>> Start SELECTION
But the air defense calculus has changed. The proliferation of small, cheap, long-distance methods to attack infrastructure is causing pain across Ukraine and Russia. There are too many locations to defend, too many incoming targets (both high and low cost, often intermixed) to interdict, and too few capable air-defense systems in which to do it. The result is what the Ukrainians are experiencing now: the continual and systematic destruction of their critical infrastructure. Until air defense becomes as numerous, inexpensive, and capable as the threats it must protect against, it will continue to be an expensive and ultimately ineffective purveyor of false hopes.
4. It's Only a Mirage (At Least for the Next Year)
This week, Macron announced that France will sell its forty-year-old, outdated, and unwanted Mirage 2000 fighter jets to Ukraine. Better than nothing? Maybe. Ukraine’s air force is definitely outgunned. For example, Russia is dropping ten times more glide bombs (around 3,000) per month than Ukraine. But, the effectiveness of this transaction with the French depends on several issues. What kind and number of armaments will France provide for these jets? What will the training look like? Will anyone be forced to speak French? The danger here is that the Mirage might go the way of some Western tanks, rejected by the Ukrainians for being too difficult to maintain for the capability it provides. Merde!
5. [Video] Russia Blinks First
This week’s video epitomizes the difference between Russian and Western combat proficiency. It shows two infantry fighting vehicles, a US Bradley and a Russian BTR, careening toward each other in an autocannon-laden game of chicken. Of course, the mechanized darling of this war, the Bradley, disintegrates the BTR. To be fair, if it were an Abrams versus a BTR, this video wouldn’t exist because the BTR would have been cut in half a kilometer earlier.
>> End SELECTION
>> Start AVAILABLE DATA
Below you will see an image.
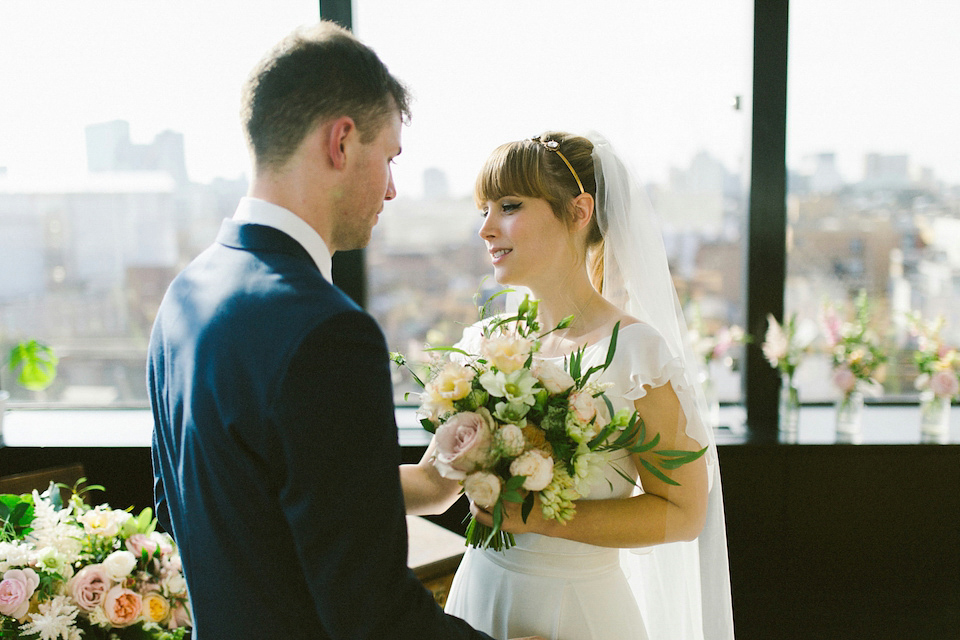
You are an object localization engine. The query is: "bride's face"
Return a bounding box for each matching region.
[479,196,576,289]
>> End AVAILABLE DATA
TO BE DONE
A. In the war commentary, about how many glide bombs does Russia drop each month?
B. Name every military aircraft or vehicle that the war commentary identifies by model.

FULL SOLUTIONS
A. Around 3,000 per month, ten times more than Ukraine.

B. Mirage 2000, Bradley, BTR, Abrams